┌──

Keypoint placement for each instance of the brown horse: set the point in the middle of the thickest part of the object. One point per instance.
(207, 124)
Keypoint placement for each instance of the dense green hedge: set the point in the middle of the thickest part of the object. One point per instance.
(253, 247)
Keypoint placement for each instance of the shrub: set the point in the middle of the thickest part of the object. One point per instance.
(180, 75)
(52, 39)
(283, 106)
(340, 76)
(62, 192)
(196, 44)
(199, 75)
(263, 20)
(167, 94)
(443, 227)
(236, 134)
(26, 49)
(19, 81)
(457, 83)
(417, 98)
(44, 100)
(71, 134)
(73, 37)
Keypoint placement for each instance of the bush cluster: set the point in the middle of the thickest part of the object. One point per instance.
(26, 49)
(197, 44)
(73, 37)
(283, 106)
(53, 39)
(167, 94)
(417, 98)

└──
┌──

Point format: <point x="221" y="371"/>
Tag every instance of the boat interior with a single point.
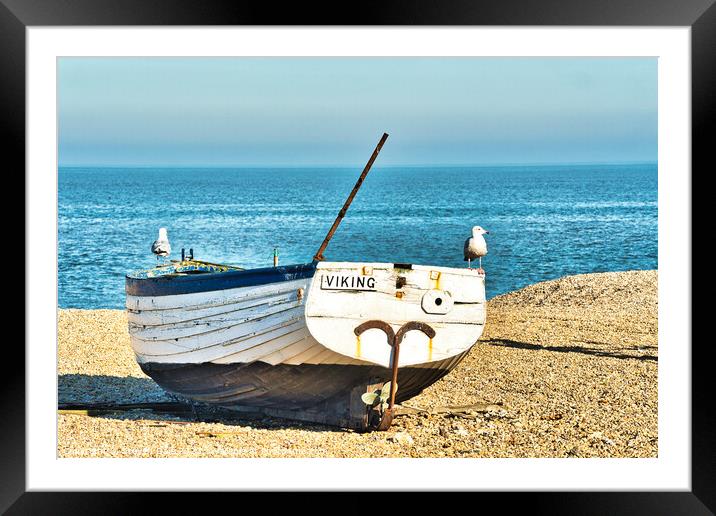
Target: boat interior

└──
┌──

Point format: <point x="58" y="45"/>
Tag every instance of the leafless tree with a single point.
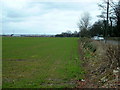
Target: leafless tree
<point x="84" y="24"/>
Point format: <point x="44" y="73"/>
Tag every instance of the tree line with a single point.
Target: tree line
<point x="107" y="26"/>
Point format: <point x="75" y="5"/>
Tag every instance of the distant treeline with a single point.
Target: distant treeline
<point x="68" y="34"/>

└──

— The problem —
With "every" as the search string, filter the records and return each line that has it.

— Solution —
Tag every instance of the boat interior with a single point.
Tag every instance of the leafless tree with a single point.
Tag every instance of the tree line with a single point.
Tag every instance of the distant treeline with a single point.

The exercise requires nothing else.